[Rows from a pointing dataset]
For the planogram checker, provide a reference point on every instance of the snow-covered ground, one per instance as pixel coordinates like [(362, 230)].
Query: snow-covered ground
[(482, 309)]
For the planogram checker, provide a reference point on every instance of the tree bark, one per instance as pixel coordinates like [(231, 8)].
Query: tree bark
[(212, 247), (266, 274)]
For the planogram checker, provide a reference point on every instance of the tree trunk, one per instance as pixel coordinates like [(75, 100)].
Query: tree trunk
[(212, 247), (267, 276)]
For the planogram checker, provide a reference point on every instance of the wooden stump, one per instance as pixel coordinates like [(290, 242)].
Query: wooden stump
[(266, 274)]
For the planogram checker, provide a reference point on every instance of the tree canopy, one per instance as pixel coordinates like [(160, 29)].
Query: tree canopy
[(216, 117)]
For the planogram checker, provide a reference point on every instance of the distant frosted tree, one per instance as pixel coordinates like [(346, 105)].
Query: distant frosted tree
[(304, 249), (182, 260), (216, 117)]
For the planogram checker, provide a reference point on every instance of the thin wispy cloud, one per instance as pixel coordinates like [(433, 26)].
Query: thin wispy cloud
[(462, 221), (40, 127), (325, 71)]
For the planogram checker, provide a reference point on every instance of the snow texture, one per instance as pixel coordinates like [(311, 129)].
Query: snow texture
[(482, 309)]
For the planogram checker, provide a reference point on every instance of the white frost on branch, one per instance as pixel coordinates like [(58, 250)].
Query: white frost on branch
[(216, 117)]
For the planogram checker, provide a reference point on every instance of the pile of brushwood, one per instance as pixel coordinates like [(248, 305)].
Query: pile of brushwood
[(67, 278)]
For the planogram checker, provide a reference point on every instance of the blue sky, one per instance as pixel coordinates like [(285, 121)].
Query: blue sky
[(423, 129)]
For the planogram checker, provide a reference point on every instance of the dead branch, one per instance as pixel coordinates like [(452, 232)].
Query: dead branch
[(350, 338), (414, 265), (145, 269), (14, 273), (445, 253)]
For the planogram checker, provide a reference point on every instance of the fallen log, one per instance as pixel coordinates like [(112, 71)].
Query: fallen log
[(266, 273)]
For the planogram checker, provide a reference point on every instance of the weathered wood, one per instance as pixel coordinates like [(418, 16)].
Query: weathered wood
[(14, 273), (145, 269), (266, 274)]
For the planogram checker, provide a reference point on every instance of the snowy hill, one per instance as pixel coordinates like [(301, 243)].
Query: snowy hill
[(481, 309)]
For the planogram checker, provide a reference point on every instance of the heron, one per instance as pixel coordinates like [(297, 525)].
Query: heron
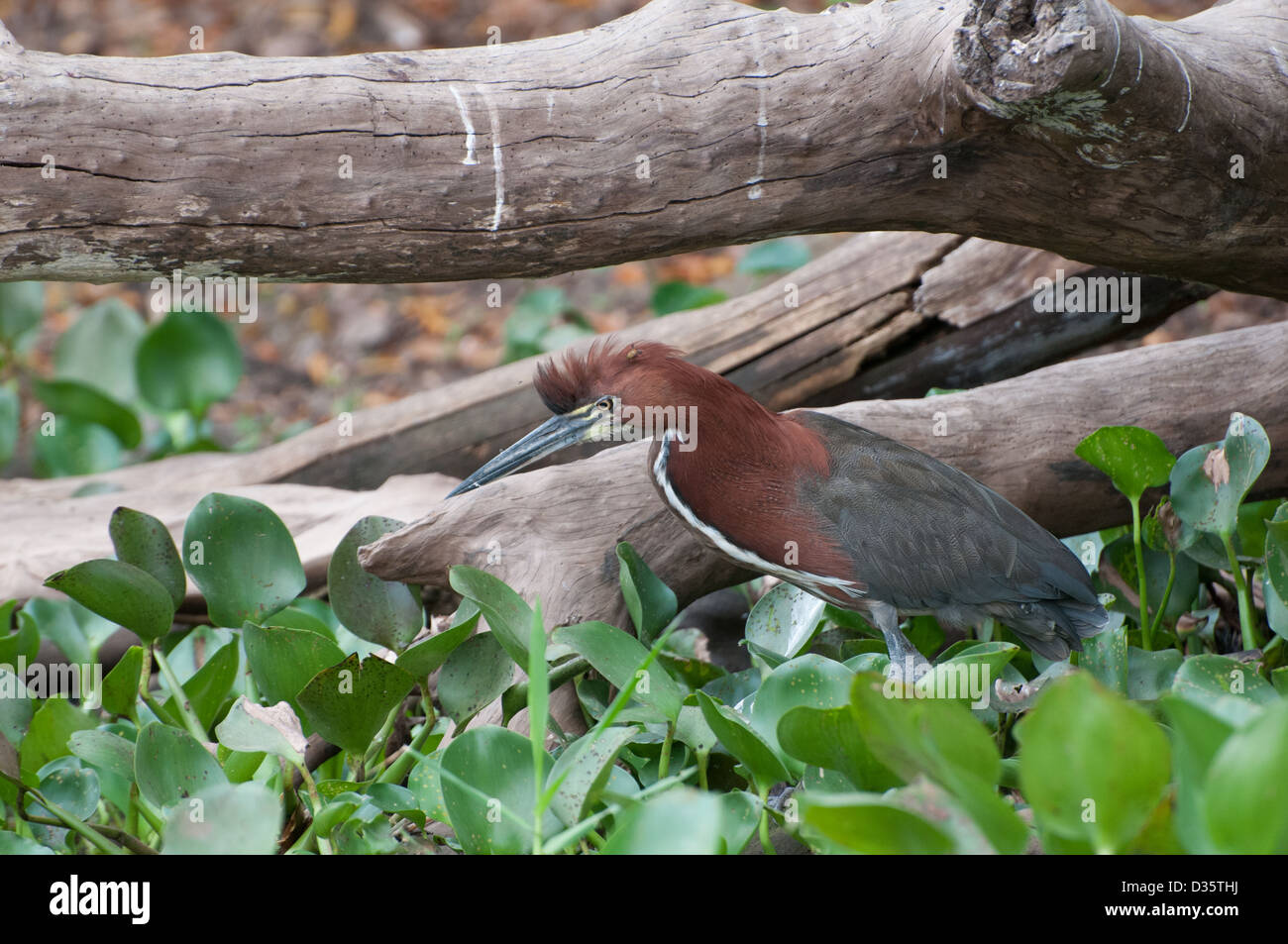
[(858, 519)]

● What you need to do:
Render every row above as a two-column CSV with the header request,answer and one line per row, putting the row's request text and its answer each in one quoted field with line breaks turned into spaces. Leave the pictures out.

● Finished task:
request,answer
"For the planogram checker, provide a reference point on every instance of the snow-covered ground, one per instance as pixel coordinates like [(362, 230)]. Query: snow-covered ground","[(482, 309)]"
"For the planogram checker, provide a reference point on every instance of the tree bark, one per instance as pixel coordinates like [(231, 8)]. Query: tree bark","[(212, 247), (266, 274)]"
"For the planogram checker, provide a reference point on every instance of the tree trunk, one per instance as pixel coordinates like [(75, 100)]. Query: tree trunk","[(212, 247), (267, 276)]"
"For the planogram checker, provide a reference point on every instance of the wooden stump, one per instance as pixel coordinates like [(290, 242)]. Query: wooden stump","[(266, 274)]"
"For the planogram checker, provide a reference point on every instance of the tree canopy, one per instance as pixel coordinates like [(160, 29)]. Query: tree canopy","[(216, 117)]"
"For the planogram checker, provide a reference point on every instance of the distant frosted tree, one per instance as pixel coordinates like [(346, 105)]. Query: distant frosted tree","[(304, 249), (182, 260), (216, 117)]"
"For the planogram checker, provide a reference point on every instance of the thin wispy cloud, one per instance as pixel coordinates like [(433, 26)]. Query: thin wispy cloud","[(462, 221), (40, 127), (325, 71)]"
"For the planogram checker, provide a reference point on every instance of the snow texture, one per instance as pixel coordinates like [(311, 129)]. Query: snow texture","[(482, 309)]"
"For the planogram checker, provide a reference point on every instance of the white frost on branch, one per instance as pixel coordinates like [(58, 250)]. Query: white frost on branch","[(216, 117)]"
"For the planogram checker, provide a reference point on every instance of the pile of brushwood, one per instance as pixel coordinates like [(248, 305)]. Query: pile of brushwood","[(67, 278)]"
"For the planogram checker, provide a reference point on every instance of the blue sky, one per instance as pixel coordinates like [(285, 121)]. Query: blue sky","[(423, 129)]"
"For the planogram checker, provide a reference point on every instance of the dead branch, one per instance as pixel coordinates like [(452, 232)]. Query: dead branch","[(350, 338), (414, 265), (145, 269), (14, 273), (445, 253)]"
"For the planogram checker, provide a reference point on every instance of the fallen log, one per instance as pixel coordinates like [(112, 71)]. Query: fallen log","[(266, 273)]"
"For the planogram checker, provide a reference point on every instance of the weathered wood, one per instance as pixel coordinates like [(418, 16)]. Query: weathered wood","[(14, 273), (145, 269), (266, 274)]"
"For the planogram checker, provide a reference point on every instance of the snowy hill, one per instance as pixel coordinates like [(301, 243)]. Query: snowy hill","[(481, 309)]"
"For the planogram checker, provide a reference point on every instance of the heron, one per instance as pixel coordinates like [(297, 525)]. Query: heron","[(858, 519)]"